#### PASSAGE SHOWN:
%%
Keywords

1 Introduction

The growing size and dimensions of data these days have set new challenges for data mining research. Clustering is a data mining process of grouping similar data points into clusters without any prior knowledge of the underlying data distribution. Due to the curse of dimensionality, data group together differently under different subsets of dimensions, called subspaces. Subspace clustering algorithms attempt to find clusters in all possible subsets of dimensions of a given data set [1, 2].

The area of subspace clustering is of critical importance with diverse applications [1]. But due to the exponential search space with the increase in dimensions, subspace clustering becomes computationally very expensive. With the wide availability of multi-core processors and the spread of many-core coprocessors such as GPUs, parallelization seems to be an obvious choice to reduce this computational cost.
%%
#### INFORMATION PROVIDED:
%%
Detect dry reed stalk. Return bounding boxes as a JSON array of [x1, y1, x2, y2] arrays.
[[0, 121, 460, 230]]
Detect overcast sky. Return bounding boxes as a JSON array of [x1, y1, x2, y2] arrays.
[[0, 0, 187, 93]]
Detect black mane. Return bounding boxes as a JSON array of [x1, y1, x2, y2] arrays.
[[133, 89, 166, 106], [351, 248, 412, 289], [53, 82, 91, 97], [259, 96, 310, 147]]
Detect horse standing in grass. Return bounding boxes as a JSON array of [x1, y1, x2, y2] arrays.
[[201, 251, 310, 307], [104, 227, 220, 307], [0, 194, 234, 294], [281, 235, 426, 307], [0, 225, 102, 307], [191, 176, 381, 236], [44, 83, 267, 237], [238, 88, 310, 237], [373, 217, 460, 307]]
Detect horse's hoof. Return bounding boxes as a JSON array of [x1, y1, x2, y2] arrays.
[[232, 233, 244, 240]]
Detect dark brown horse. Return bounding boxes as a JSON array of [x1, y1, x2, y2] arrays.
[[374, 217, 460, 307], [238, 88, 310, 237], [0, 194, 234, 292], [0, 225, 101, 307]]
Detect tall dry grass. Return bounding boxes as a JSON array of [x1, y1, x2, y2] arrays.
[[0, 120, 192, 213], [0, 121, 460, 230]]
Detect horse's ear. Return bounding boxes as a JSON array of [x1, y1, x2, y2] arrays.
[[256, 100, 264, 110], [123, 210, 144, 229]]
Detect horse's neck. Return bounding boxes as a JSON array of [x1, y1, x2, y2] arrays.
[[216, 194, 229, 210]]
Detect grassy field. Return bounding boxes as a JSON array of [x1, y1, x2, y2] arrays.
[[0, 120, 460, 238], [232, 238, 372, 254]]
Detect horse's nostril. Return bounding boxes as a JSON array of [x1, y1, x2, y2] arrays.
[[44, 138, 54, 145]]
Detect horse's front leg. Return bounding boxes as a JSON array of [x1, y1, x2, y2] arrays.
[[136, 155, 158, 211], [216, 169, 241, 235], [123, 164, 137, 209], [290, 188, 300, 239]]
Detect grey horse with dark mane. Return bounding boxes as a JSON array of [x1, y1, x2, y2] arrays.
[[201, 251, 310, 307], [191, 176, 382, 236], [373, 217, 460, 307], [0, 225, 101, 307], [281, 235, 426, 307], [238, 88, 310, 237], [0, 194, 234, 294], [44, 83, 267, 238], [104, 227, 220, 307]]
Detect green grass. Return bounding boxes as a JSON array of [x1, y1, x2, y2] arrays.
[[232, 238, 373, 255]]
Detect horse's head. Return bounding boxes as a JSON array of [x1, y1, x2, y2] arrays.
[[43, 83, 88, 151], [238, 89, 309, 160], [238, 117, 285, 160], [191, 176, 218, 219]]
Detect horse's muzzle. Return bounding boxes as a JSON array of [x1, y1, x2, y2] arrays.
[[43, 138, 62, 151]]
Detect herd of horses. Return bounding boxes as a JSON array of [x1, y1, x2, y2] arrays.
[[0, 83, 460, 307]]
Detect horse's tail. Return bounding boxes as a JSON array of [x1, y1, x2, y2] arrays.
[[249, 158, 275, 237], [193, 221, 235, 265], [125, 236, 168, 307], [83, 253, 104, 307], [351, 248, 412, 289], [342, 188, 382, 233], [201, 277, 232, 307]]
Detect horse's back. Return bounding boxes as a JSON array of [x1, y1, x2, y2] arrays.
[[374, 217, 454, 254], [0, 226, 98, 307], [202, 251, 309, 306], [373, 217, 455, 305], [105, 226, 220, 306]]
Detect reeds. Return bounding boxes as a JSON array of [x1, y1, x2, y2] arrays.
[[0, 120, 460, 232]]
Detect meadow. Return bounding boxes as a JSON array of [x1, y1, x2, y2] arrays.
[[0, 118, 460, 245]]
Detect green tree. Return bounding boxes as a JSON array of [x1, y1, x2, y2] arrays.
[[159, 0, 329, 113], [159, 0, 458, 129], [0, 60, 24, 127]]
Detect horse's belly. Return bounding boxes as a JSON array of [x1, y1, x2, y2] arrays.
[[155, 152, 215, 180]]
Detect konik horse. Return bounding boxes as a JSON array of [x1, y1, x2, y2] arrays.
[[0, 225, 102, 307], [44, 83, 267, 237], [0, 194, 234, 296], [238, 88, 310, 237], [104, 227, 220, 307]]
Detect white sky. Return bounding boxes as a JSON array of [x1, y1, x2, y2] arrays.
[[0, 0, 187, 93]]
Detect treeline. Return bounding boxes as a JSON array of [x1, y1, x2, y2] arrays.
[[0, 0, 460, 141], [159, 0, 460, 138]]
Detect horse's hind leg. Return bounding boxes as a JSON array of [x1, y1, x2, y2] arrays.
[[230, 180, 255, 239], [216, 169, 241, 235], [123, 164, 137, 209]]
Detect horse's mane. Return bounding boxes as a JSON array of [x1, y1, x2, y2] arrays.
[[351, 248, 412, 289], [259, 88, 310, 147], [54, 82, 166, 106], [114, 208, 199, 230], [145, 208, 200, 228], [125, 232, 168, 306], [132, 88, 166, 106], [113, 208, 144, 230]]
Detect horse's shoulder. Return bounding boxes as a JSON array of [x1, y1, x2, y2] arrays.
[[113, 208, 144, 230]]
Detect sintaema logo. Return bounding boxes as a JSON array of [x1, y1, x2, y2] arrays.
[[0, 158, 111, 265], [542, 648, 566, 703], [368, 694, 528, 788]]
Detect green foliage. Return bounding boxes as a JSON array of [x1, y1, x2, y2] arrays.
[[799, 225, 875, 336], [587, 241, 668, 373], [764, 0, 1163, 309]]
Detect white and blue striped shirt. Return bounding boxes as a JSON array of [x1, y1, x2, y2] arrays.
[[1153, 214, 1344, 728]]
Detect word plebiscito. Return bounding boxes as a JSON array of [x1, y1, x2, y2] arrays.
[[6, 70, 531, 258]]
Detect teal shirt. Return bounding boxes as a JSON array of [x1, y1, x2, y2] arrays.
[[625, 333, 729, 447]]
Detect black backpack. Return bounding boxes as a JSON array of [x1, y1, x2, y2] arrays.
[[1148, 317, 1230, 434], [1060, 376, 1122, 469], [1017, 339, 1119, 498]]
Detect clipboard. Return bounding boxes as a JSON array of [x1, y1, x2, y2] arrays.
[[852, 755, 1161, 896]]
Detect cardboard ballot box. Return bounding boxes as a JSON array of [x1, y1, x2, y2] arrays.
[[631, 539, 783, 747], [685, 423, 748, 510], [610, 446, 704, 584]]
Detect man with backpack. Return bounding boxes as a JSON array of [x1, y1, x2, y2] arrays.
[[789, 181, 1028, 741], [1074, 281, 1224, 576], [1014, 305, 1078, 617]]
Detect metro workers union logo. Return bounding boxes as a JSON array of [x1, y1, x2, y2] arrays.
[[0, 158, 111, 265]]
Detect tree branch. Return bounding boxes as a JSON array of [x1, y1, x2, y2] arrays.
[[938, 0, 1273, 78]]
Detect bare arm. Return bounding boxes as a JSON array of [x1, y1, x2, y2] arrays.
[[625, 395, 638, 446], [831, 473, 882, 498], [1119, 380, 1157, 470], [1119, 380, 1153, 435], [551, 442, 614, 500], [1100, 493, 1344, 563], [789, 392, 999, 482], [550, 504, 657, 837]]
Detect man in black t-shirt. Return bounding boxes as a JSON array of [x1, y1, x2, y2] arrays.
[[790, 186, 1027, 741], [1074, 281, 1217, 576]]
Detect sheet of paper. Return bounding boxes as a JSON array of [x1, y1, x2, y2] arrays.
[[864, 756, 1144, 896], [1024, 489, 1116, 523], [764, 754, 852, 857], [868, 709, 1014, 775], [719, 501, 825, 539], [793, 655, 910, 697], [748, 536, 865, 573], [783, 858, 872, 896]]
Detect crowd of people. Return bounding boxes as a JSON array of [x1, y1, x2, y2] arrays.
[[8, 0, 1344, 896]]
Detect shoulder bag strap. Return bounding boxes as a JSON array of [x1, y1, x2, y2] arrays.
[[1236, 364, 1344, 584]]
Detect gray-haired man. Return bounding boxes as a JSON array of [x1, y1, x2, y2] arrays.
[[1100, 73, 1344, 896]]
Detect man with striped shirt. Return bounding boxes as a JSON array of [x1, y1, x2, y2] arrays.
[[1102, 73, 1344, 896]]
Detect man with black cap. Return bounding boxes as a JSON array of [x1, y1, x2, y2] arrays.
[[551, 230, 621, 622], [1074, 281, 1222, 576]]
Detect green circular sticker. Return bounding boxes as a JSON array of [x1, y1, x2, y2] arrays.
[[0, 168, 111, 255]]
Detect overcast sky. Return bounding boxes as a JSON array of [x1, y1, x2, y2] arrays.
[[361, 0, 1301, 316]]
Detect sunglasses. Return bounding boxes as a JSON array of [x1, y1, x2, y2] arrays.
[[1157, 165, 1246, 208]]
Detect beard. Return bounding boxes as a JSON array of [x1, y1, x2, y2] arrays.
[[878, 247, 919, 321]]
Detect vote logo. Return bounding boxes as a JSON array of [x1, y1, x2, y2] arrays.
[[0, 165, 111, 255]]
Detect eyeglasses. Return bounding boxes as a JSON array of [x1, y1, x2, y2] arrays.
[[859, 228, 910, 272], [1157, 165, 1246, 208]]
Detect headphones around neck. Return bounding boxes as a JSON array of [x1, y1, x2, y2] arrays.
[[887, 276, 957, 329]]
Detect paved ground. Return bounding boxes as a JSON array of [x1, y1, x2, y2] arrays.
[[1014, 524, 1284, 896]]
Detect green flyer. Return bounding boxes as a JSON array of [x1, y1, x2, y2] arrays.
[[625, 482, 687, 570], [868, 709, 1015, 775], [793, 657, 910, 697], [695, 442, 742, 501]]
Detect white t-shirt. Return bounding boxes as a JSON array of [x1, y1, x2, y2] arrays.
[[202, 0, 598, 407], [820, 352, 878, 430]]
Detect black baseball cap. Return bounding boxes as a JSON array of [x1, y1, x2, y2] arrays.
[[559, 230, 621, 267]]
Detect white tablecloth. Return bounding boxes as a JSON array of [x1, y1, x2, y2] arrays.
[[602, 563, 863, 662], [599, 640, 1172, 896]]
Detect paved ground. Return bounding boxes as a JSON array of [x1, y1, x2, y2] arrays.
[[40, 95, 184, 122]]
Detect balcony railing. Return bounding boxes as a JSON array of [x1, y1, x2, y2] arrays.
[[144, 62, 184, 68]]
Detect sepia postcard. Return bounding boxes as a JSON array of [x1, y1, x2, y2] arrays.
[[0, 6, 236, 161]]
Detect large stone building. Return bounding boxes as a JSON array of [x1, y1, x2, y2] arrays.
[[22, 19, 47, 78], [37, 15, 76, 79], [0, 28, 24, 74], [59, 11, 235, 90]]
%%
#### TASK DIRECTIONS:
Resume the introduction on subspace clustering from the point where it stops. The records were taken from a separate source.

#### RESPONSE TO THE TASK:
SUBSCALE is a recent subspace clustering algorithm to find the subspace clusters without enumerating the data points or computing any redundant clusters [3, 4]. This algorithm combines the dense set of points across all single dimensions of the data to find non-trivial subspace clusters. Although SUBSCALE algorithm scales well with the dimensions and performs faster than other subspace clustering algorithms, it is still compute intensive due to the generation of combinatorial 1-dimensional dense set of points. However, the compute time can be reduced by parallelizing the computation of the dense units.

In this paper, we aim to parallelize the SUBSCALE algorithm in two ways and investigate its runtime performance. First, we exploit current multi-core architectures with up to 48 processing cores using OpenMP. The experimental evaluation demonstrates the speedup of up to a factor of 27. This modified algorithm is faster and scalable for high dimensional large data sets. Second, we use many-core graphics processing units to exploit data parallelism on a fine-granular level, with a significant speedup, especially for larger computations. The latter work is ongoing and results are expected to further improve with optimizations in the implementation.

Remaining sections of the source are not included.